Relational concept learning. You may not be familiar with the phrase but you and your brain use it all the time.
Jerry is taller than Tim and Tim is taller than you so even if you’ve never met the guy, you know that you’re going be looking up at Jerry because you’ve mastered the relational concept “taller than.” It’s the kind of abstract thought that was apparently restricted to us higher-cogitating mammals -humans, chimps, dolphins and the like. That select company has suddenly become a veritable zoo of abstract thinkers, with the emergence of a new study proving that newborn ducklings can think in terms of relational concepts and apply that knowledge to new experiences.
Like many other birds and young animals, ducklings come out of the egg/womb needing to quickly figure out which of the many objects floating in front of their vision is their mother, so as to be able to stay out of harms’s way and follow her around. This imprinting behavioural pattern has been well studied, but in a new paper published in the journal Science, researchers from Oxford University in the United Kingdom tested the imprinting skills of one-day old mallard ducklings and were shocked at how logically sophisticated these skills turned out to be.

EXTRACTED RECORDS:
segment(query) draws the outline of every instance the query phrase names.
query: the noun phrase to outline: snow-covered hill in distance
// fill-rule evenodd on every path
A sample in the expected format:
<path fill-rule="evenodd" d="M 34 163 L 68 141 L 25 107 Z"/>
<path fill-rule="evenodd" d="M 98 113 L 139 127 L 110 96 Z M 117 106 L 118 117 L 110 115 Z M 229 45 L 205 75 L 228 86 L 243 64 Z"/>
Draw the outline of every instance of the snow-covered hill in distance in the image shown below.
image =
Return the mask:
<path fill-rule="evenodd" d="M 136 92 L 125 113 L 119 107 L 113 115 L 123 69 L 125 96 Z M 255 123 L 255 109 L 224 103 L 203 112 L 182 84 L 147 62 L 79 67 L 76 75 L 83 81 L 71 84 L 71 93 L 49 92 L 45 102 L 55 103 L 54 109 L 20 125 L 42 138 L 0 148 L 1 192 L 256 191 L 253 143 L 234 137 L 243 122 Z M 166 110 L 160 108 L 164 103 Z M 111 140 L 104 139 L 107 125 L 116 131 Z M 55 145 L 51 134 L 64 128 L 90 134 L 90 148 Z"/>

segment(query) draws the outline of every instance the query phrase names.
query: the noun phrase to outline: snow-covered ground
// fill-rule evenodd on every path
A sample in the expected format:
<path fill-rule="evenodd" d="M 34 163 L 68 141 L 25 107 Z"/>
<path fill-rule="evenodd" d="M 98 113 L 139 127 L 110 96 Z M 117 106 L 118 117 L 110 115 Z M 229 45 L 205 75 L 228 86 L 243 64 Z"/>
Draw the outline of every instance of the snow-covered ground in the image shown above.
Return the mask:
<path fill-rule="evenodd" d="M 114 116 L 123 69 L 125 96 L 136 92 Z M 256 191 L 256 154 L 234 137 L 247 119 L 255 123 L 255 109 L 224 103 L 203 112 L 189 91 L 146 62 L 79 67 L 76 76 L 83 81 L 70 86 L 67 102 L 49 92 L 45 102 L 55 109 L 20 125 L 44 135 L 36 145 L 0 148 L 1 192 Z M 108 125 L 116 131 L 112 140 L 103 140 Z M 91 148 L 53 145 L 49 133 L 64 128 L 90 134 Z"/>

WHAT TO DO: The passage on duckling relational learning names specific examples of the "higher-cogitating mammals" once thought to be the only abstract thinkers. List every one it names.

RESULT: humans, chimps, dolphins